THE PROBLEM | Copy out every line of the entries below, keeping each character unchanged.

EXERCISE DATA |

>>>

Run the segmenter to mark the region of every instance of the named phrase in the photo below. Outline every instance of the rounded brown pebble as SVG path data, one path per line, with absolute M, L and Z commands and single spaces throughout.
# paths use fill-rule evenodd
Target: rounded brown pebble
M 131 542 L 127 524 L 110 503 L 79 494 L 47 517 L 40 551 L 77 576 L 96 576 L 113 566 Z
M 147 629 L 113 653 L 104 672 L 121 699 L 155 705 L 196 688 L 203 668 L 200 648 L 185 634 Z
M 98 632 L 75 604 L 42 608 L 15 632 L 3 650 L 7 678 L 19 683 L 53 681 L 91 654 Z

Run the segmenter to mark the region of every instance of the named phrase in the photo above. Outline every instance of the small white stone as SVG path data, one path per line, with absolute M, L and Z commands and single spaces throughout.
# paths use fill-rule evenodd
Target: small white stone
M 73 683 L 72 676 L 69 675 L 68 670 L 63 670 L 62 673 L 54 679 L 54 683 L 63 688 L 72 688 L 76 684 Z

<<<

SOLUTION TO THE EXERCISE |
Run the segmenter to mark the region of every instance of the named phrase in the photo below. Outline every instance of the rounded brown pebble as SVG path data, one path per line, with absolute M, L and Z commands and single spaces throughout.
# paths use fill-rule evenodd
Target: rounded brown pebble
M 131 542 L 127 524 L 110 503 L 79 494 L 47 517 L 40 551 L 77 576 L 96 576 L 113 566 Z
M 147 629 L 113 653 L 104 672 L 121 699 L 155 705 L 196 688 L 203 668 L 200 648 L 185 634 Z
M 98 632 L 75 604 L 42 608 L 15 632 L 3 650 L 7 678 L 19 683 L 53 681 L 91 654 Z

Run the segmenter to mark the region of every instance of the named phrase in the photo above. Outline every instance of the small white stone as SVG path data, one path per line, with absolute M, L and Z commands and single spaces throughout.
# paths use fill-rule evenodd
Target: small white stone
M 73 683 L 72 676 L 69 675 L 68 670 L 63 670 L 62 673 L 54 679 L 54 683 L 63 688 L 72 688 L 76 684 Z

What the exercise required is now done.